Text passage =>
_ _ _ _
Andy – The Inside-Out Forehand
I watched Andy Roddick's match today, against Xavier Mallisse. Andy has a new coach and new trainer and has lost 15 pounds. He looks fit and seems to be running well. So how should he use his new found movement? Well, of course, he will run down more balls defensively.
But the great offensive use of better footwork is to get into position to hit the inside-out forehand. Federer does it and he has a good backhand. Rafa does it and he has a great backhand. Roddick must learn to get into position to hit inside-out forehands and cut down on the total number of backhands he has to hit. He is still thinking like a slow player, and standing fairly even up, that is, he stands in the middle of the court. He needs to stand to his backhand side, and hit forehands up to 3/4 of the way to the left sideline, daring players to hit to his forehand. A player like Roddick, and maybe you, if you have a much better forehand than backhand, needs to learn to cut the total number of backhands hit by at least 1/3.
_ _ _ _
Extracted data =>
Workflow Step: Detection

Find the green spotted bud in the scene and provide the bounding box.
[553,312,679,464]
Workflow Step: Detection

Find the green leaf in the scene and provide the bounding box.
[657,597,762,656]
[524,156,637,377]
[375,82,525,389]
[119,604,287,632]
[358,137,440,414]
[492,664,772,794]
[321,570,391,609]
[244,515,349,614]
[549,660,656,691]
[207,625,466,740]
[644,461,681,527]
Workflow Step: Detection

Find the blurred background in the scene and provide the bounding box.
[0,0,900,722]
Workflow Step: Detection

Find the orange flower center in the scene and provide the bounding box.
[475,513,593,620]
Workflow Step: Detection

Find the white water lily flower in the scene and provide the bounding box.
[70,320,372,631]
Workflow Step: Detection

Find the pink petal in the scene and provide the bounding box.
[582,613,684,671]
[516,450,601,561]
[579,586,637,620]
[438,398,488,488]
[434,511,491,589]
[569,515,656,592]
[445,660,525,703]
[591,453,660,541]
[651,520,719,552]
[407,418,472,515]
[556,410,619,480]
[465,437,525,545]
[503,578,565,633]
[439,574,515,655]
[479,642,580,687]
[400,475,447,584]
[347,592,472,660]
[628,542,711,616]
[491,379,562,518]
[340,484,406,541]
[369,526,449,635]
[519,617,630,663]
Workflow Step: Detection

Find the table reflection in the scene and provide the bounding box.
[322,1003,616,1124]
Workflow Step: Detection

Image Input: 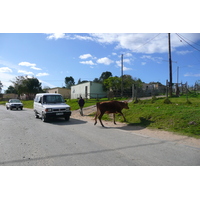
_ _ _ _
Exercise directions => Retype the whole text about Andy Roddick's inside-out forehand. The listing has no connection to the tennis text.

Task response =>
Andy – The Inside-Out Forehand
I watched Andy Roddick's match today, against Xavier Mallisse. Andy has a new coach and new trainer and has lost 15 pounds. He looks fit and seems to be running well. So how should he use his new found movement? Well, of course, he will run down more balls defensively.
But the great offensive use of better footwork is to get into position to hit the inside-out forehand. Federer does it and he has a good backhand. Rafa does it and he has a great backhand. Roddick must learn to get into position to hit inside-out forehands and cut down on the total number of backhands he has to hit. He is still thinking like a slow player, and standing fairly even up, that is, he stands in the middle of the court. He needs to stand to his backhand side, and hit forehands up to 3/4 of the way to the left sideline, daring players to hit to his forehand. A player like Roddick, and maybe you, if you have a much better forehand than backhand, needs to learn to cut the total number of backhands hit by at least 1/3.